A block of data
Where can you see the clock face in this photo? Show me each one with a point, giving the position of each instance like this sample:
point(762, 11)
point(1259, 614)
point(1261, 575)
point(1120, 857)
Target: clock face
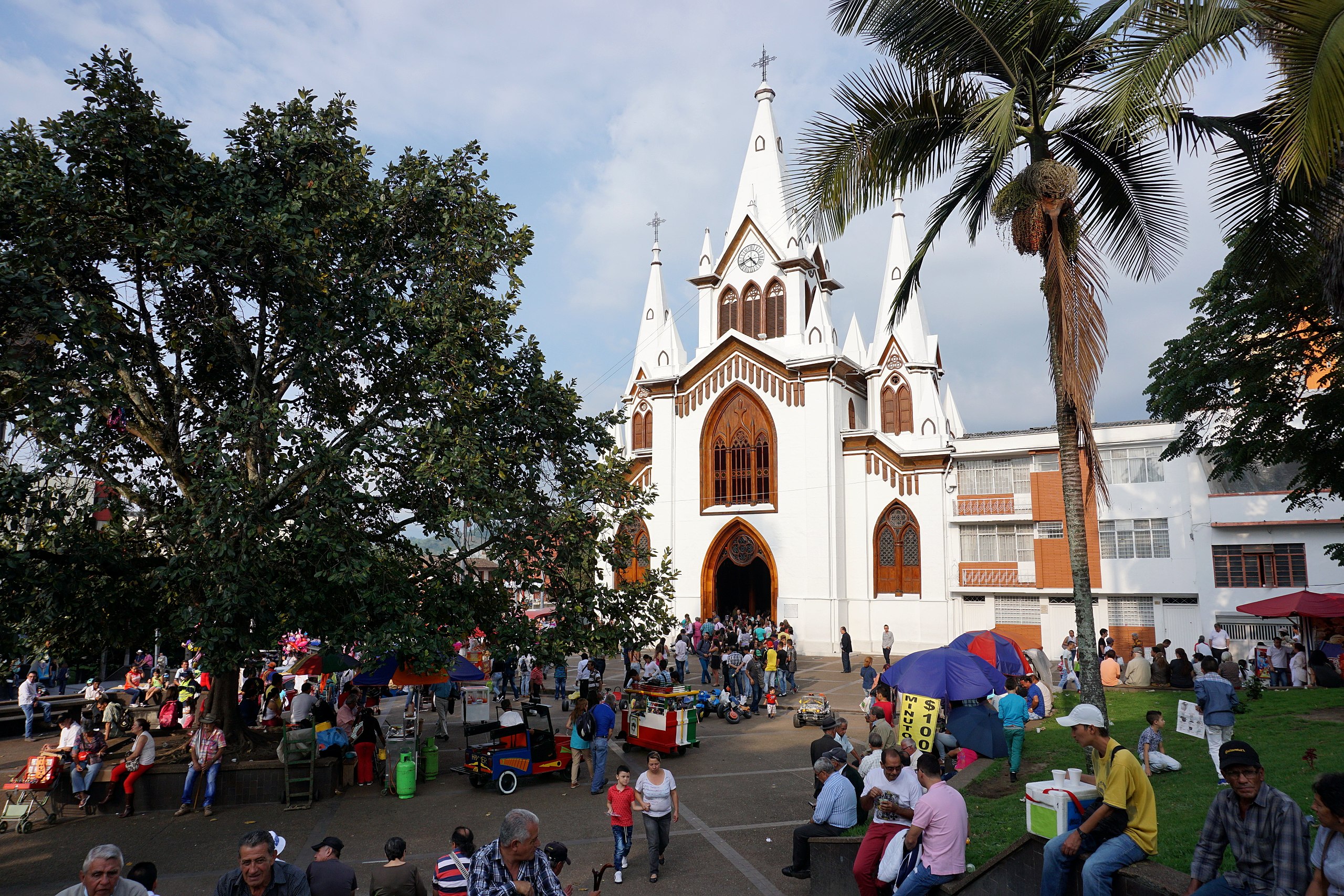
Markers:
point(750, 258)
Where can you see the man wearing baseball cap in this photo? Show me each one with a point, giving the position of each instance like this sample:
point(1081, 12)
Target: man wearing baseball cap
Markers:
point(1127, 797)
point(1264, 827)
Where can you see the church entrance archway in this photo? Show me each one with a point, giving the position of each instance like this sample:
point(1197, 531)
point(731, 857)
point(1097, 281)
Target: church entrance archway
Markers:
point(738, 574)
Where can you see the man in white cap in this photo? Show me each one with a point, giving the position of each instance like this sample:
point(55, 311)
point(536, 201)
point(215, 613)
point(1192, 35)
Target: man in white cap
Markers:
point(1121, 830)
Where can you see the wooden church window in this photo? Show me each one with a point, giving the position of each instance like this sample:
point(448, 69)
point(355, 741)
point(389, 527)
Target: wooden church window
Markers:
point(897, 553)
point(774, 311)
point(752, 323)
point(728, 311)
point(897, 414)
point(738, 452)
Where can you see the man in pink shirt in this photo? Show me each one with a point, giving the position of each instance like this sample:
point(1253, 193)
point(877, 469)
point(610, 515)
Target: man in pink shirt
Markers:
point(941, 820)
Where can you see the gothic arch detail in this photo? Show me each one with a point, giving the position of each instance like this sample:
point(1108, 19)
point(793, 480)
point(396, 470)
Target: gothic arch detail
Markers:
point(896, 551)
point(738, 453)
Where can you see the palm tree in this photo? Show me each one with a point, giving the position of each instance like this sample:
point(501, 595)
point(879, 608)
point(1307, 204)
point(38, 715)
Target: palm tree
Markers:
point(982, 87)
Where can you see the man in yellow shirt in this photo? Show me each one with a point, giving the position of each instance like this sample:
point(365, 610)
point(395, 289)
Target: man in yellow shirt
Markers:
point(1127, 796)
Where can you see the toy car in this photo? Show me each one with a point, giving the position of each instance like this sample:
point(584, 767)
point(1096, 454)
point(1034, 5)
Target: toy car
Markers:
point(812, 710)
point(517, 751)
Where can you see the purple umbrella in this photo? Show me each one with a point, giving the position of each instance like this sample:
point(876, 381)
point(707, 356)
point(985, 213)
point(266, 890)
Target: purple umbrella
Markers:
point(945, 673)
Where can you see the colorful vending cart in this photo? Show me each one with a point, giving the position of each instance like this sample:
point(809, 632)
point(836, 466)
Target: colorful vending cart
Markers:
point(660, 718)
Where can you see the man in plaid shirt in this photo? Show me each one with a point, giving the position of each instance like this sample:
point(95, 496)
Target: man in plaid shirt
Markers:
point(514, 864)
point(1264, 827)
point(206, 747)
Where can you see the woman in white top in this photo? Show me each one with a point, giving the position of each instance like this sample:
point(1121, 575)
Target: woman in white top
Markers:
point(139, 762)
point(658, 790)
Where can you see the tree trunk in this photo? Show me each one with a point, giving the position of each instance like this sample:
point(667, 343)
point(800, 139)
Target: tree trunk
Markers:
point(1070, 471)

...

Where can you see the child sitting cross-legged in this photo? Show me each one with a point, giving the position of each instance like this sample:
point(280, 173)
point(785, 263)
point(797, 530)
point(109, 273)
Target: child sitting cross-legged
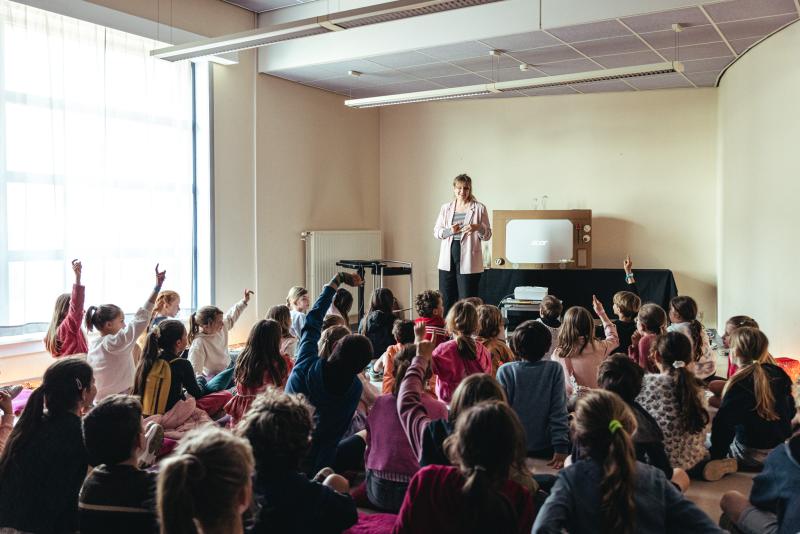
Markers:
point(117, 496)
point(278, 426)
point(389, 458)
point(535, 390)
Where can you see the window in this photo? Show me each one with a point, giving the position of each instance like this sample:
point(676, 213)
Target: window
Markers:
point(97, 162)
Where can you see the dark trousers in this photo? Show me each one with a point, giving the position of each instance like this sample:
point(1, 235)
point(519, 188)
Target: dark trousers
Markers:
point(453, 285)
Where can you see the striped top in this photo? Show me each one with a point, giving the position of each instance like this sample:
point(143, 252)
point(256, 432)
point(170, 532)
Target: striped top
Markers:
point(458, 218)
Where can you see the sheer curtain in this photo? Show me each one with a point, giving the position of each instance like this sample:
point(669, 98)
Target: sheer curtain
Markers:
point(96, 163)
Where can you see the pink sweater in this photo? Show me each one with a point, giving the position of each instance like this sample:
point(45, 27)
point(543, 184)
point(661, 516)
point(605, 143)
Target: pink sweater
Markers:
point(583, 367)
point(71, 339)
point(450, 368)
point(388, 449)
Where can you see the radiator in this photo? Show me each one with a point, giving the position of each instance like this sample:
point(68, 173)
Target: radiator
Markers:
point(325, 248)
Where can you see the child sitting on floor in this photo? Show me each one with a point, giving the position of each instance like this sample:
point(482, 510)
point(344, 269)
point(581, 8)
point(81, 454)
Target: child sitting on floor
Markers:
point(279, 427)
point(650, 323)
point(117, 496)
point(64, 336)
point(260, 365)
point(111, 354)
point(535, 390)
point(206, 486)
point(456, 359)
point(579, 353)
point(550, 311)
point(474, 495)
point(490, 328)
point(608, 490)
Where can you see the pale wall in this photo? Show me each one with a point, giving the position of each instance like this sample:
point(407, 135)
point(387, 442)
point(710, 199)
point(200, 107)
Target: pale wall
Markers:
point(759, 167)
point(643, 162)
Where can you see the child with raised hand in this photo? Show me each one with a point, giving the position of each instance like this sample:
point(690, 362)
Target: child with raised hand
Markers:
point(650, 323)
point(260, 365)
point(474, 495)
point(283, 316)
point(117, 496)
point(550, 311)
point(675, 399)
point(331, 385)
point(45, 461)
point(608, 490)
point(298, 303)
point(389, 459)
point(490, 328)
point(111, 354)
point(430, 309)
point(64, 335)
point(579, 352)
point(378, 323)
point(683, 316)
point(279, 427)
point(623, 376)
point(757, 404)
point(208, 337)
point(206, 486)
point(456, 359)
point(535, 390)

__Aim__.
Please reproduce the entries starting with the line that contains "Where can you see the pink" and going on through the line that contains "point(388, 449)", both included. Multiply each x and y coordinate in the answers by 0.65 and round to whole numbers with halves going up; keep the requests and their sample points unchanged, and output only these lines.

__Exercise output__.
Where can you see the pink sweater in this photo? Show me each one with a point, giving the position of each instance like this sample:
point(45, 27)
point(543, 184)
point(661, 516)
point(605, 143)
Target: pink sweater
Markers:
point(379, 239)
point(46, 220)
point(293, 239)
point(252, 292)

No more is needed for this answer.